--- begin MATERIAL PROVIDED ---

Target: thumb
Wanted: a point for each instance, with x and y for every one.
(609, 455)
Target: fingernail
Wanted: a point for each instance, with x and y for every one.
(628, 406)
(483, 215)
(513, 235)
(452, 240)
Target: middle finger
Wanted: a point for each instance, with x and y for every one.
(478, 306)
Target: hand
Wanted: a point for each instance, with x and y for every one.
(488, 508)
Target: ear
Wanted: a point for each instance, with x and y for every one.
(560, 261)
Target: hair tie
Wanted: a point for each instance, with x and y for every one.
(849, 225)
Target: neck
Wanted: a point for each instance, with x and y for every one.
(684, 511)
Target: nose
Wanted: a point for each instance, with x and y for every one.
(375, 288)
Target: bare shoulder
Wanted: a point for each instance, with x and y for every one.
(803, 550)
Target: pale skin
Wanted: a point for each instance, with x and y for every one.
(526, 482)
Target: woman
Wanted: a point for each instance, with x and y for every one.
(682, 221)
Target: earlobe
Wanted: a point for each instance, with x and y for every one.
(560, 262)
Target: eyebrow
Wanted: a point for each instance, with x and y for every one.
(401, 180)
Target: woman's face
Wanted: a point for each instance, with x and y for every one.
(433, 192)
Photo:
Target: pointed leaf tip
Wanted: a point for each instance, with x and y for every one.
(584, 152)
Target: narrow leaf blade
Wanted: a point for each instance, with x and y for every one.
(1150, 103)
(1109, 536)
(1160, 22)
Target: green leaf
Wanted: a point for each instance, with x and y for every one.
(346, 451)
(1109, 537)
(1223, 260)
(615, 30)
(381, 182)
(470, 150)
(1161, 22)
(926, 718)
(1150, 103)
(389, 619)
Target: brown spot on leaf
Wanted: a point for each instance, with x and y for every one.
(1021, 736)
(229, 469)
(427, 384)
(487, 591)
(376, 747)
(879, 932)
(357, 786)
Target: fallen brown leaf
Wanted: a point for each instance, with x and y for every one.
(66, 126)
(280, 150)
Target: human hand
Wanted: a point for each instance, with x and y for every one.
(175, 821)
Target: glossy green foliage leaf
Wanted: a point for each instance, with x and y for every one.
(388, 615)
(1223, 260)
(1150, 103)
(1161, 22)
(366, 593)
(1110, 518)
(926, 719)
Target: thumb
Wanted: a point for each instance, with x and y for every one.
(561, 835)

--- end MATERIAL PROVIDED ---

> WORK TO DO:
Could you rewrite every line of the records above as a numbered list, leaving out any blank lines?

> WRITTEN RESPONSE:
1. Target: thumb
2. Wanted: a point for each instance, with x and y for every one.
3. (609, 455)
4. Target: fingernail
5. Wanted: a point for each instance, with x and y for every one.
6. (628, 406)
7. (483, 215)
8. (513, 235)
9. (452, 240)
10. Target: middle finger
11. Wanted: a point for each instance, with x and y for every one.
12. (478, 306)
13. Target: hand
14. Wanted: a point for each instance, with x and y for every one.
15. (488, 508)
16. Target: ear
17. Wanted: a point for each instance, with x and y for every one.
18. (560, 261)
19. Target: hair tie
20. Wanted: a point for each instance, with x and y for every one.
21. (849, 225)
22. Target: neck
23. Wanted: a point for each instance, with x and y for every one.
24. (684, 511)
25. Target: nose
26. Wanted: a point for each instance, with x and y for every one.
27. (375, 288)
28. Target: bare shoulder
29. Wanted: a point for each instance, with x and y for every one.
30. (803, 550)
31. Target: pale skin
32. Wanted: a point for each instance, with x and y for every one.
33. (526, 482)
34. Target: woman
35. Wanted: a point for each instance, with x and y for every one.
36. (682, 221)
37. Target: earlobe
38. Wanted: a point for each instance, with x and y for every one.
39. (560, 262)
40. Target: eyebrow
41. Wanted: a point for each instance, with x and y for every one.
42. (401, 180)
43. Target: woman's face
44. Wanted: a point for each instance, with x and y for every one.
45. (433, 192)
46. Photo:
47. Target: pointed leaf tip
48. Wanted: a point for each instance, with x and y for every one.
49. (584, 152)
50. Target: narrow leaf blade
51. Wanted: a point for each instance, with x and y for every one.
52. (1150, 103)
53. (1109, 536)
54. (1160, 22)
55. Target: green leaf
56. Wanted: a point for each instance, with x and y for every one.
57. (346, 451)
58. (1109, 537)
59. (1223, 260)
60. (615, 30)
61. (381, 182)
62. (470, 150)
63. (1161, 22)
64. (926, 718)
65. (1150, 103)
66. (389, 619)
67. Target: brown spot on leaf
68. Wanted: a point for each instance, with x and y for every one.
69. (1021, 736)
70. (229, 469)
71. (427, 384)
72. (487, 591)
73. (376, 747)
74. (879, 932)
75. (357, 786)
76. Target: fallen brown leaf
77. Wanted: a point for each instance, with x and y for every one.
78. (66, 126)
79. (280, 150)
80. Target: human hand
81. Wanted: a point for each instance, with x and y for every one.
82. (175, 821)
83. Target: glossy green foliage leaf
84. Wanted: a point for each instance, with x and y for every one.
85. (388, 615)
86. (1223, 260)
87. (1150, 103)
88. (1161, 22)
89. (366, 593)
90. (1110, 518)
91. (926, 719)
92. Target: thumb
93. Wanted: a point for each instance, with x and y for every one.
94. (561, 835)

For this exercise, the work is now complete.